**Your task:**
The answer must repeat every record exactly, with no pictures in it.

**Data supplied:**
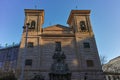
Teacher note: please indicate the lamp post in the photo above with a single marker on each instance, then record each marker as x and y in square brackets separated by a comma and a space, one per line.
[25, 52]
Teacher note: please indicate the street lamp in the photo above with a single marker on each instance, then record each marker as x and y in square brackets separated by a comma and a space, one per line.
[25, 52]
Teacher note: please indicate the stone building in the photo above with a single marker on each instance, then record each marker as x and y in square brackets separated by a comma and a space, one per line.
[8, 58]
[59, 52]
[112, 69]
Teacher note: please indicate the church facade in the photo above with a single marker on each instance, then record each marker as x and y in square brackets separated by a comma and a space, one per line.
[59, 52]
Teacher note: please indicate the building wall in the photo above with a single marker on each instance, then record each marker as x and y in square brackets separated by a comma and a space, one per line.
[8, 58]
[72, 40]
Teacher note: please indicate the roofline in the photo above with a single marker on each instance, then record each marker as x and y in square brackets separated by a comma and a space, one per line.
[38, 11]
[80, 12]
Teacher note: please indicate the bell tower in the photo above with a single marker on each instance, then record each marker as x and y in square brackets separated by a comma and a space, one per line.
[86, 49]
[35, 18]
[79, 21]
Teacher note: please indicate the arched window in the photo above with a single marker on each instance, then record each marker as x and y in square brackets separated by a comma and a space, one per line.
[82, 25]
[32, 24]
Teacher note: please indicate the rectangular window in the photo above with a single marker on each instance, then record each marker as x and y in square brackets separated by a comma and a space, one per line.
[86, 45]
[57, 46]
[30, 44]
[90, 63]
[28, 62]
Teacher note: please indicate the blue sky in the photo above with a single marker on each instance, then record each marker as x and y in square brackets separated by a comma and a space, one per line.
[105, 20]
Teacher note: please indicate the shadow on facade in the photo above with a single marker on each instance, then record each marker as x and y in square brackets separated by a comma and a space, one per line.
[77, 52]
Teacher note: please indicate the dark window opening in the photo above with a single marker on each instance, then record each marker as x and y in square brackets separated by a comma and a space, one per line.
[28, 62]
[90, 63]
[32, 25]
[30, 44]
[82, 25]
[86, 45]
[57, 46]
[109, 78]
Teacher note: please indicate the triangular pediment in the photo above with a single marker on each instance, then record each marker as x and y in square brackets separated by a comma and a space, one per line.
[57, 27]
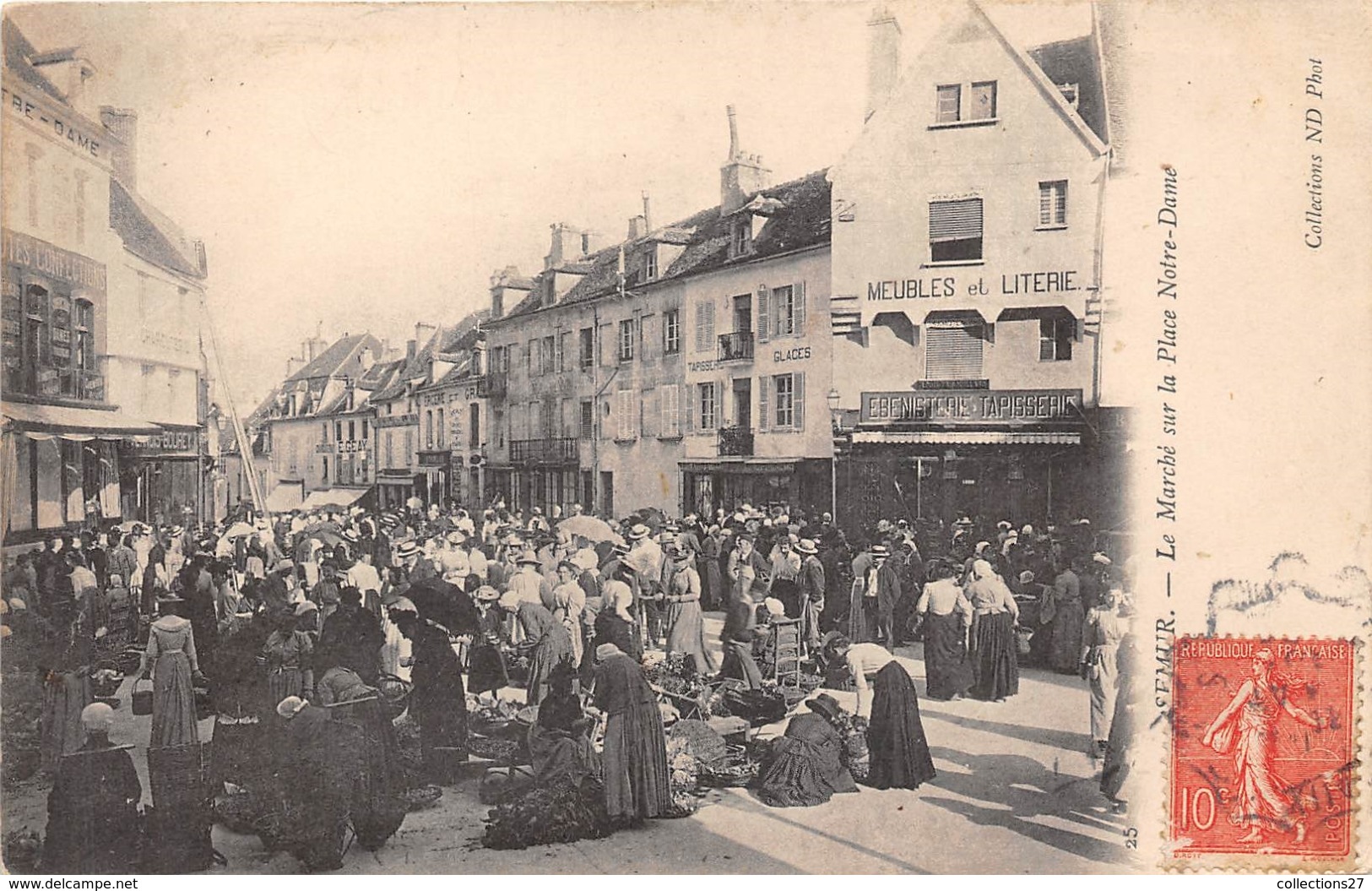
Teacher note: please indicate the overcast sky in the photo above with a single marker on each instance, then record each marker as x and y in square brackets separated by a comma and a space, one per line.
[366, 166]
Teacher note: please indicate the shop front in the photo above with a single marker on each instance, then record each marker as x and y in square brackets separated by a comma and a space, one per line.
[1025, 456]
[160, 480]
[762, 482]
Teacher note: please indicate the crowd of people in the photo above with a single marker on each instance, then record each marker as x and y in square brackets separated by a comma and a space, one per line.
[278, 625]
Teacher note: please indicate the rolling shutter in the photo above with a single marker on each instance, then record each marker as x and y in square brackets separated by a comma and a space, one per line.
[952, 350]
[954, 220]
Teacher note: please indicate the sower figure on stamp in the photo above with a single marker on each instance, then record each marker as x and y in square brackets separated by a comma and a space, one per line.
[1247, 729]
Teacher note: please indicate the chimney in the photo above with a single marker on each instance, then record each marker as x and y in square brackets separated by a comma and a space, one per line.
[124, 125]
[741, 176]
[882, 58]
[72, 76]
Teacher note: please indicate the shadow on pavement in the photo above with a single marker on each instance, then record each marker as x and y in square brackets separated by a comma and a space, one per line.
[1044, 736]
[1001, 780]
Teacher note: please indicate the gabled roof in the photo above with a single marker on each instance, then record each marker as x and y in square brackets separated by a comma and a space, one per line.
[339, 353]
[149, 234]
[18, 61]
[799, 220]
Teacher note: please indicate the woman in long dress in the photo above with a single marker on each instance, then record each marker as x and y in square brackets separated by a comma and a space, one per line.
[685, 621]
[1247, 728]
[171, 663]
[552, 644]
[1106, 627]
[805, 765]
[994, 647]
[947, 617]
[637, 781]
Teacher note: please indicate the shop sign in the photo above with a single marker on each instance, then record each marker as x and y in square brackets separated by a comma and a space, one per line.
[435, 459]
[395, 421]
[48, 260]
[169, 441]
[983, 406]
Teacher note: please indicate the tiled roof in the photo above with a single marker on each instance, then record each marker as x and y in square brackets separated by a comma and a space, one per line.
[800, 221]
[147, 234]
[18, 61]
[328, 362]
[1076, 62]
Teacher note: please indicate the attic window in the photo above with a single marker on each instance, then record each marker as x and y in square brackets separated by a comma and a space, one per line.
[741, 236]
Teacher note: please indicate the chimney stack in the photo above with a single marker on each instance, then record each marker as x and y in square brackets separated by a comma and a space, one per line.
[124, 125]
[882, 58]
[741, 176]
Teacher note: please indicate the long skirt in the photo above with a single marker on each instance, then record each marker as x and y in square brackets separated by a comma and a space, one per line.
[686, 634]
[487, 671]
[994, 656]
[1104, 685]
[65, 693]
[637, 783]
[1065, 649]
[803, 774]
[946, 656]
[741, 666]
[173, 702]
[895, 735]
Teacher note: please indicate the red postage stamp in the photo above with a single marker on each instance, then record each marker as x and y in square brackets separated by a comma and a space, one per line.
[1262, 748]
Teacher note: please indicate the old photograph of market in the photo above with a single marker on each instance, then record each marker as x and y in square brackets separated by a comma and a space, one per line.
[671, 438]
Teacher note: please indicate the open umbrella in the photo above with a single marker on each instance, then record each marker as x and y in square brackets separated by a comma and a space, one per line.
[239, 530]
[588, 528]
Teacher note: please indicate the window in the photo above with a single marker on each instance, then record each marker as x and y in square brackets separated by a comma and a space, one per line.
[1055, 337]
[708, 405]
[706, 327]
[670, 421]
[741, 236]
[983, 101]
[671, 331]
[625, 414]
[952, 350]
[1053, 204]
[586, 338]
[950, 101]
[955, 231]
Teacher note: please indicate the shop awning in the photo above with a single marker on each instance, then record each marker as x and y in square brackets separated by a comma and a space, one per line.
[334, 497]
[283, 498]
[41, 421]
[969, 437]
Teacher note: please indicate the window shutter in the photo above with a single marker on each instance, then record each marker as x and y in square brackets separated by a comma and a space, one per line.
[954, 220]
[954, 351]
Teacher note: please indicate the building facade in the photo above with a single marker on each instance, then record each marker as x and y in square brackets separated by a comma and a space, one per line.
[966, 279]
[62, 428]
[682, 368]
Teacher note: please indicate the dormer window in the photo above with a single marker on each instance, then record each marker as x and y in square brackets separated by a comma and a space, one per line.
[741, 236]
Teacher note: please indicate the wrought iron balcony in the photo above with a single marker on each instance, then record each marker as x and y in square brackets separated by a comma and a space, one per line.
[556, 451]
[735, 441]
[491, 386]
[735, 348]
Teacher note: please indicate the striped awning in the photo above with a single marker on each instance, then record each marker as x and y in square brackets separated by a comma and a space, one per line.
[965, 437]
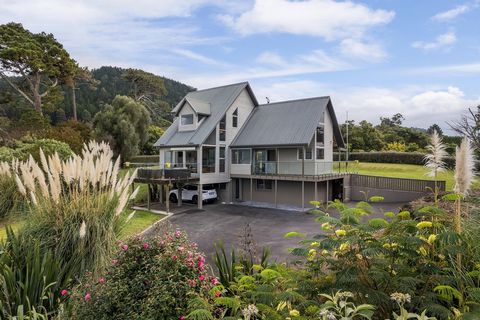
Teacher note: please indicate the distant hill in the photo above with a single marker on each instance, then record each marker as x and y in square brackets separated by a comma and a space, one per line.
[111, 84]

**Your solution:**
Teacher note: please indicate the lamp post in the photo above with a single marker on each instance, then record each marker as x and y in square brackets separated by a comma and a space, one per line.
[25, 52]
Teacher note: please indicate the street lamp in the photo above with a single marker on each instance, then record each marker as x and y in square brackets separated by a comma and a space, one per line.
[25, 52]
Teacher note: please indicate the stone building in the photo above with a single marker on each instance, then record each marker as x and y in square brackets separated by a comma and a space, one per line.
[8, 58]
[59, 52]
[112, 69]
Teacher note: please indicate the church facade in the photo above with a single marker on each instance, then record each marker as x and y in square brackets separated by a comma and a space, one per line.
[59, 52]
Teacher note: please indicate the building wall in the photo above with a single marker on each instance, then record each marker as x and y in square brackets separated by a comma and a space, one per line.
[8, 58]
[72, 40]
Teacher note: please indicate the roofline in the photo above with a single marker on each instance, then record each marker as x and y in square brackets separated by a comma and a space, one per line.
[38, 11]
[80, 12]
Teacher note: please indicate the bell tower in the photo above with a single marker on each instance, then record each marker as x and y in square brackets separated by a comma and a space, one per line.
[86, 49]
[35, 18]
[79, 21]
Teacher note: please indicate the arched window in the photo above with a single marker on each instance, then record each marker as x and y in square brackets separated by a comma and a space, one per line.
[82, 25]
[32, 24]
Teacher note: please indicate the rectangular window in the photo above with a single marker on each instance, then record each marker as x and y in square brackets separated by a comma and a space, one per line.
[86, 45]
[57, 46]
[30, 44]
[90, 63]
[28, 62]
Teacher note: please indicate the blue sky in the photo above with a single marker on each instance, then record each marker as x and y in square brackets separated by a comma and a space, one per line.
[105, 20]
Teacher note: please indicate the shadow on facade in the photo above with a single marker on each instance, then record each marker as x and y in square brackets separated by a comma and a space, one per line.
[77, 52]
Teacher note: please indicate the dark window opening in the photo above with a single marker on each instance, then record each marker as x and y in square brackets separated by a comma and a space, one per line.
[28, 62]
[90, 63]
[32, 25]
[30, 44]
[82, 25]
[86, 45]
[57, 46]
[109, 78]
Teacher note: please indicate the triangular pediment in the photo above with a single marker on each instance, then record each marker as x and y in square brackets separated by a comma and a space, one per line.
[57, 27]
Teacher note: please indicate the overcast sky in the photo above with a single marker on each instance, then record each marker as x and y in square brackets separated by a comma and a space, one per line.
[366, 166]
Teacher note: please indicate the shop front in the photo above with a single marker on each instance, then record each marker as x and y in square brackets separated by a comma and a space, one per line.
[1025, 456]
[160, 480]
[762, 482]
Teacher note: please indicate the crowd of people in the photo above with a single marker on each instance, then record each marker as x and y in square brackets separated by a comma and a space, one per line.
[278, 625]
Teacher note: please indicate the rolling shutter in the photo above with a single marker on each instance, then record each marker as x and y in square brackets separated by a comma and a space, one per line.
[952, 350]
[954, 220]
Teacher note: please indicate the sower figure on stamp in the photo above with a single marker on each instance, then record each marker as x and y in square brackets separated by a comma and a space, one per line.
[1247, 729]
Teacher note: please indicate the chimney in the photo above with a single marker on each instance, then record each marker as x and y in square brackets separated by a comma and a space, one per line.
[124, 125]
[741, 176]
[882, 58]
[72, 76]
Teacher note: please indicate the shadow on pavement in the photo above with a single marker on each instance, then record each marker as x and y in square brackets separated by a comma and a space, one per line.
[1044, 736]
[1001, 780]
Teacher note: please indicate the gabled roof in the photo above with a single marker on each instance, then record each marker as x and y in square brackets separated by a comma and a space, one per line.
[339, 353]
[149, 234]
[18, 61]
[799, 220]
Teacher note: please indicate the woman in long dress in the photo above with a single marker on each instance, then record each marker as x and y in square brackets separated by a comma and a space, one per line.
[685, 621]
[1247, 728]
[171, 663]
[552, 644]
[1106, 627]
[805, 765]
[994, 647]
[947, 617]
[637, 781]
Teacher note: please indicate the shop sign in the photo above with a single marker on each instance, then record each marker as x and y in square brackets separated by a comma and a space, one per line.
[435, 459]
[395, 421]
[48, 260]
[169, 441]
[983, 406]
Teacher note: please indicate the tiled roof in the photo above with a single marker on each instance, then record each marker as x and y in square brackets separated by a comma and a space, one per line.
[800, 221]
[147, 234]
[18, 61]
[328, 362]
[1076, 62]
Teacher note: please indicate the attic window in the photo above with a single marker on each instance, then record each marker as x and y in square brackets separated by a comma and a space, one per line.
[741, 236]
Teacher note: please indicate the chimney stack in the photo above with a single marker on each instance, then record each marker as x and y in square brackets separated by a comma and a space, one per line.
[124, 125]
[882, 58]
[741, 176]
Teacher note: please indicate the long skirt in the photo above with a single marker on each instance, then record each marker as x and y in square brackets separated by a comma and a space, one per line.
[686, 634]
[487, 671]
[994, 656]
[1104, 685]
[65, 693]
[637, 783]
[1065, 649]
[803, 774]
[946, 656]
[741, 666]
[173, 702]
[895, 735]
Teacher note: please indicate the red postage stamp in the photo above with a single marker on each instance, then record each marker as x and y in square brackets separated by a comma and a space, one per line.
[1262, 748]
Teacher note: please indicate the old photograph of market in the photo above with a single marker on each instance, then record each marker as x and y in square brackets separated by a comma and a space, one per line.
[671, 438]
Teacher note: please indicate the open umbrella in the photo above with a single marker on each instance, then record each marker as x and y in square brackets separated by a comma and a space, one per line.
[239, 530]
[588, 528]
Teacher note: please indicate the window in the photo above with a single marker on each instance, then record each marker as x and y in square brackets separated by a comma and a space, one per line.
[1055, 337]
[708, 405]
[706, 327]
[670, 421]
[741, 236]
[983, 101]
[671, 331]
[625, 414]
[952, 350]
[1053, 204]
[586, 338]
[950, 101]
[955, 231]
Teacher note: please indicate the shop awning in the photo above with a single marker on each instance, then record each marker as x and y in square brackets separated by a comma and a space, one per line.
[334, 497]
[283, 498]
[41, 421]
[969, 437]
Teacher note: please indicate the window shutter in the photo above with a single marker on each instance, then record each marker as x and y in square brackets separated by a comma and a space, one per line.
[954, 220]
[954, 351]
Teacher note: please indicate the building facade in the photo above with a single marker on each instance, then record each marker as x and y in square brackets separated by a comma and a space, one per line.
[966, 279]
[62, 428]
[682, 368]
Teacher note: please indicate the dormer window in the photo above with a single marker on each instance, then record each marker as x and y in square brackets separated by a comma and a space, one per line.
[741, 236]
Teacher note: please indicate the wrought iron balcony in the photo above with a single marker on each instance, then record each marker as x and y in square brackets separated by a comma and a space, one per line.
[556, 451]
[735, 441]
[491, 386]
[735, 348]
Teacher note: please indicate the striped awning in the photo above with a single marker on each instance, then record each marker as x and y in square brackets separated by a comma and a space, one per line.
[965, 437]
Teacher note: please indicate the distant hill in the photo above with a single marker on each instance, then record each marker as x and y in square brackets separated by a comma and a space, one per line.
[111, 84]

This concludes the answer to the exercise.